### Stored records
--- Start ---

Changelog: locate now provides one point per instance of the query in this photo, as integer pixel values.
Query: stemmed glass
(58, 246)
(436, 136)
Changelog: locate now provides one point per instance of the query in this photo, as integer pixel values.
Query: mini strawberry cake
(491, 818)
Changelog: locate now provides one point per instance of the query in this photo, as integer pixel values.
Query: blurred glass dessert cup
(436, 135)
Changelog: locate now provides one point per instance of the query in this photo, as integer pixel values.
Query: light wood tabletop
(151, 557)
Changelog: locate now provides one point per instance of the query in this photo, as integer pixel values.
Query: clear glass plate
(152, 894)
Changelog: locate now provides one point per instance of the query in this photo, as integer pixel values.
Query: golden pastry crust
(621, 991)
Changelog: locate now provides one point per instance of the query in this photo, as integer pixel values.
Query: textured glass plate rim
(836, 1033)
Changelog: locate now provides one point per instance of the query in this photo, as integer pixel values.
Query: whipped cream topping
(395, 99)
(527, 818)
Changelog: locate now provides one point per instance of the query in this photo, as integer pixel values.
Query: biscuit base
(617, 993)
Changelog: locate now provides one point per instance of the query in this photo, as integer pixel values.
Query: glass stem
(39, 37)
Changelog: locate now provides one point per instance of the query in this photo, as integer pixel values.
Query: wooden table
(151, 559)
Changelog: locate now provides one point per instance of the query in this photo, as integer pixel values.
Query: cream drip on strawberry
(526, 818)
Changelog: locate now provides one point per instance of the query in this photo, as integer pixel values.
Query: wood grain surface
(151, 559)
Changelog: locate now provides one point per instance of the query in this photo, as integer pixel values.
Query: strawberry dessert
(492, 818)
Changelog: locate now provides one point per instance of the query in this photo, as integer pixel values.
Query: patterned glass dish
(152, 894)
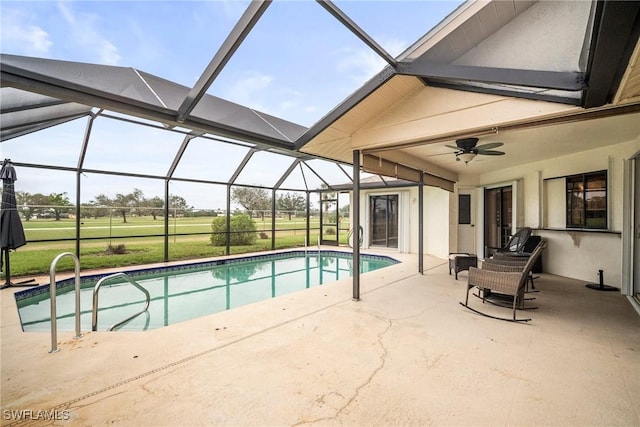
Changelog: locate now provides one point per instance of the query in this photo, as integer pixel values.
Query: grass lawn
(147, 247)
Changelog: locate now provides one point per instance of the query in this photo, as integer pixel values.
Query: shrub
(243, 231)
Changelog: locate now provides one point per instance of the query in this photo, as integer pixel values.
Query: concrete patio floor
(405, 354)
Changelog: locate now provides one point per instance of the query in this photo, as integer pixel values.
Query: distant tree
(290, 202)
(22, 202)
(103, 205)
(252, 199)
(177, 205)
(155, 205)
(243, 231)
(32, 204)
(60, 203)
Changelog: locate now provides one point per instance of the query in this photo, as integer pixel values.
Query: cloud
(83, 34)
(19, 36)
(359, 64)
(363, 63)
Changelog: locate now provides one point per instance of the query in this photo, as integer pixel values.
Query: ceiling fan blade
(489, 146)
(490, 153)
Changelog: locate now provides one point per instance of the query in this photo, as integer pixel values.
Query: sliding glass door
(384, 221)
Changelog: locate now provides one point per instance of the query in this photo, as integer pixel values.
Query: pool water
(188, 291)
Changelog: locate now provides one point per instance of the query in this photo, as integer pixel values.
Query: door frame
(631, 231)
(466, 234)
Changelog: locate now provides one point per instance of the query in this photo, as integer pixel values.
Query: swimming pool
(185, 292)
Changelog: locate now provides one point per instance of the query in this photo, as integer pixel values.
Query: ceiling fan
(466, 149)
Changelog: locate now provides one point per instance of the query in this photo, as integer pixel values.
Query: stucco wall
(573, 254)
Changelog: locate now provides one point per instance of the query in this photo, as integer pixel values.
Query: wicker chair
(515, 245)
(508, 280)
(509, 263)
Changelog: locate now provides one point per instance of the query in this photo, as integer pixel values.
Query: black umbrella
(11, 231)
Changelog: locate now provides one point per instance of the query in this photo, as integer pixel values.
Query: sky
(298, 63)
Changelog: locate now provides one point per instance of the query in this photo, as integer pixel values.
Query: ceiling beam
(570, 81)
(541, 95)
(615, 35)
(228, 48)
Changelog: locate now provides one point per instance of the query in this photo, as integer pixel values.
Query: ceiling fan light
(466, 157)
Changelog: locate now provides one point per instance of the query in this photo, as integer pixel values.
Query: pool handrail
(96, 289)
(52, 292)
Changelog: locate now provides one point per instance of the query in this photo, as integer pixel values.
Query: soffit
(629, 90)
(335, 141)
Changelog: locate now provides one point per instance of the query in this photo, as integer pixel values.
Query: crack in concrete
(367, 382)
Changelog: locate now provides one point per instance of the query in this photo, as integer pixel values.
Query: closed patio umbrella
(11, 231)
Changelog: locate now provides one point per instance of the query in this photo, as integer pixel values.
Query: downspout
(228, 235)
(421, 224)
(273, 219)
(356, 225)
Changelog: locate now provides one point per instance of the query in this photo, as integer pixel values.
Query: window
(464, 209)
(587, 200)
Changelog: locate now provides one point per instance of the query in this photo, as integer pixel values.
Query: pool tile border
(92, 278)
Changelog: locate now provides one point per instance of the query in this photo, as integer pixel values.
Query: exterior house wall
(574, 254)
(435, 219)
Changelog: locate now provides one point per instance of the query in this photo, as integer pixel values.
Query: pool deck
(405, 354)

--- End ---

### Directive
How many lines in the records above contain the string "cream", with case counting? Give only the number.

### Problem solution
2